In step two, the function runs a while loop until all nodes receive a group ID (lines 14-30). In each iteration, it launches  $Grp\_propagation\_kernel$  to process all nodes in Q using  $\lceil Q.size()/1024 \rceil$  blocks each of 1024 threads (the thread count can be configured by applications). Each thread dequeues a node, assigns it a level index in totalLevels (line 16), and a group ID based on its predecessors' group majority. It then updates the BFS queue by decrementing each output node's  $in\_degree$  using atomicSub and enqueues nodes with zero  $in\_degree$  (lines

21–23). After processing, the main loop updates Q with Q-tmp, increments total-Levels, and repeats until all nodes are grouped (lines 26-30).

# 3.2 DSP-RAP Hybrid Partitioning

The goal of RAP is to perform multiple backward traversals to construct a fanin cone for each group ID starting from the POs, while replicating nodes with different group IDs. However, as this traversal goes deeper towards level 0, the risk of over-replication significantly increases. For example, applying RAP to the middle graph in Fig. 2 will yield two partitions with many replications, as shown in Fig. 3, where all nodes in level 0 are replicated. While RAP can create two fully independent partitions that can be processed by two separate GPU blocks in parallel, over-replicated nodes may oversubscribe threads during simulation. Additionally, circuit graphs typically exhibit a long-tailed distribution after levelization, with more parallel nodes at earlier levels than the later levels, as shown in Fig. 4.

To understand the impact of this property, we assume that pure DSP yields a level-by-level GPU-parallel simulation and pure RAP yields k independent instances of level-by-level GPU-parallel simulation (see Fig. 1(b)). If we roughly characterize the parallel efficiency to the ratio of GPU thread utilization to synchronization overhead, then pure RAP yields low parallel efficiency at earlier levels due to fixed thread count processing potentially many replicated



Fig. 3. Unconstrained RAP can result in over-replication (marked in black), which oversubscribes GPU threads during simulation.

- Problem A
In the passage on graph partitioning, what happens to the nodes in level 0 when RAP is applied to the middle graph in Fig. 2?
- Problem B
Rewrite everything in the passage on graph partitioning from "In step two, the" down to "grouped (lines 26-30).", changing "dequeues" to "removes".

- Recorded data
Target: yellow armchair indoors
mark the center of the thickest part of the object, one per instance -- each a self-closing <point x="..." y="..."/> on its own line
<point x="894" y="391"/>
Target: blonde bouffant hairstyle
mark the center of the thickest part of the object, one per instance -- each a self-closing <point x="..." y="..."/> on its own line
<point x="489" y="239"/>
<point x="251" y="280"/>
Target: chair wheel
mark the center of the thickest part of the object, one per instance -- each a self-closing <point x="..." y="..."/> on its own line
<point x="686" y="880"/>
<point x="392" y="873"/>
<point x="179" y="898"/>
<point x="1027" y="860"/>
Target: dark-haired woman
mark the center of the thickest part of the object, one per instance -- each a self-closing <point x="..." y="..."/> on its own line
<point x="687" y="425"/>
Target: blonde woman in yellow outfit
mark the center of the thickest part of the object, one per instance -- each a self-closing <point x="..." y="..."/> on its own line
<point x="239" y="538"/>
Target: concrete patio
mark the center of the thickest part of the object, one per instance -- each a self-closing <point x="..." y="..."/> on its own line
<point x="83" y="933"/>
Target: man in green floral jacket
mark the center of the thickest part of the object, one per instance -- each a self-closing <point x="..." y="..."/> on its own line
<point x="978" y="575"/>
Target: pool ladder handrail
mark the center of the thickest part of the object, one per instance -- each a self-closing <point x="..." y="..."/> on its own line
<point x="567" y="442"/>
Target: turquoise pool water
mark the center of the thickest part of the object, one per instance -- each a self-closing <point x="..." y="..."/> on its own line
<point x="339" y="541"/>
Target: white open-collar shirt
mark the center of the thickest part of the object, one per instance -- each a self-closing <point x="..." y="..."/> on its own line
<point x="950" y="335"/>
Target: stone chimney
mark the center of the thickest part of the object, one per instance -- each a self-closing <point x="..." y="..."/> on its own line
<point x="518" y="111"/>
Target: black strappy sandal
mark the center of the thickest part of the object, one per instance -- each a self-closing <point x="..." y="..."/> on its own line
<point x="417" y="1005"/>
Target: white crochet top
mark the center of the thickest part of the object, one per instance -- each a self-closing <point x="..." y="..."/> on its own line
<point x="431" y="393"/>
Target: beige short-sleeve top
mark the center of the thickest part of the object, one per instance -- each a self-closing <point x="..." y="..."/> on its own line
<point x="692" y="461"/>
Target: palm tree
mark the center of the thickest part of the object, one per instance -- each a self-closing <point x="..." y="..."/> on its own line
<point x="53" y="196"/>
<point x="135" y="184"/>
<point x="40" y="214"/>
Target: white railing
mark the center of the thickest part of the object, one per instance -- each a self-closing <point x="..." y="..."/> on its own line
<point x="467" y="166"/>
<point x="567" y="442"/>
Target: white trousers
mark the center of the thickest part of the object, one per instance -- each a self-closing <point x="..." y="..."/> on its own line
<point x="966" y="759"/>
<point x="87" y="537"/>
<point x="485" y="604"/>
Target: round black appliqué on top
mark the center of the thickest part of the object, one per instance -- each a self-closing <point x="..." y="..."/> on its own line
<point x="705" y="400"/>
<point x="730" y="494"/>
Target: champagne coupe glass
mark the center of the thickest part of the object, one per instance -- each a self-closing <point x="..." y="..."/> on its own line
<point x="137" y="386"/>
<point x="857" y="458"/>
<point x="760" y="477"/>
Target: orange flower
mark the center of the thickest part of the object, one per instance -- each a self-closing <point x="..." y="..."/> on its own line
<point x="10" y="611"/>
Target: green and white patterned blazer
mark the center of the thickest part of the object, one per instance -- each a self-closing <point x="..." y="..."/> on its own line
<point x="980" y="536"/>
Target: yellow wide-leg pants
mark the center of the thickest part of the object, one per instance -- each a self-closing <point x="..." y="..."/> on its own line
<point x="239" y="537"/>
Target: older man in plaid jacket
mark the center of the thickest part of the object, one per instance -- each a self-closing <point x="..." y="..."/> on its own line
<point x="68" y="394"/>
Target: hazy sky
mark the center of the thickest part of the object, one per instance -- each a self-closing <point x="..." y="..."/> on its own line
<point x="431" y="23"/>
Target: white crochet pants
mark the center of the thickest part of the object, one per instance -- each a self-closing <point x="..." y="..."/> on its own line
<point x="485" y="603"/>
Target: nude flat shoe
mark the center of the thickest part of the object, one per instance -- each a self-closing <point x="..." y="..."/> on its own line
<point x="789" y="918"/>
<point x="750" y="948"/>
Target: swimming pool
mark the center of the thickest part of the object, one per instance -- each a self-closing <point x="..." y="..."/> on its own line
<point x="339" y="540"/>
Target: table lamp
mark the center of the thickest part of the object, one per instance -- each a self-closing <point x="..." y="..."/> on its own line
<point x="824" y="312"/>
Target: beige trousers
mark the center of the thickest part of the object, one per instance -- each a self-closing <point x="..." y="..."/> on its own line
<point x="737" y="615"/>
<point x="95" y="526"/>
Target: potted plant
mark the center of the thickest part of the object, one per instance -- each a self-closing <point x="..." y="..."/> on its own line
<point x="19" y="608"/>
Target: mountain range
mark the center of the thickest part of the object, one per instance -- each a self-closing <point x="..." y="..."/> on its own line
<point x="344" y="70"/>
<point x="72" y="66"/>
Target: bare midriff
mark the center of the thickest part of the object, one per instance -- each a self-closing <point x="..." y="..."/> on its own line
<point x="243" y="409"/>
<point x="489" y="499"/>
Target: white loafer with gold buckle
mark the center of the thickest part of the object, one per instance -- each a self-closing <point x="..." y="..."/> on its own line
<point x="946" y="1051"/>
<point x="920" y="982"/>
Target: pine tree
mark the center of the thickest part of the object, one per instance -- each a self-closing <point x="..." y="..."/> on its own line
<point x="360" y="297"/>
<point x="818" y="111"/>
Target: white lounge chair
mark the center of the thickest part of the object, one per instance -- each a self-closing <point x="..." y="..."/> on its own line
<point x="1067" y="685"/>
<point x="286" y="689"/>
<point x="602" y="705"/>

- Correct answer A
All of them are replicated.

- Correct answer B
In step two, the function runs a while loop until all nodes receive a group ID (lines 14-30). In each iteration, it launches  $Grp\_propagation\_kernel$  to process all nodes in Q using  $\lceil Q.size()/1024 \rceil$  blocks each of 1024 threads (the thread count can be configured by applications). Each thread removes a node, assigns it a level index in totalLevels (line 16), and a group ID based on its predecessors' group majority. It then updates the BFS queue by decrementing each output node's  $in\_degree$  using atomicSub and enqueues nodes with zero  $in\_degree$  (lines

21–23). After processing, the main loop updates Q with Q-tmp, increments total-Levels, and repeats until all nodes are grouped (lines 26-30).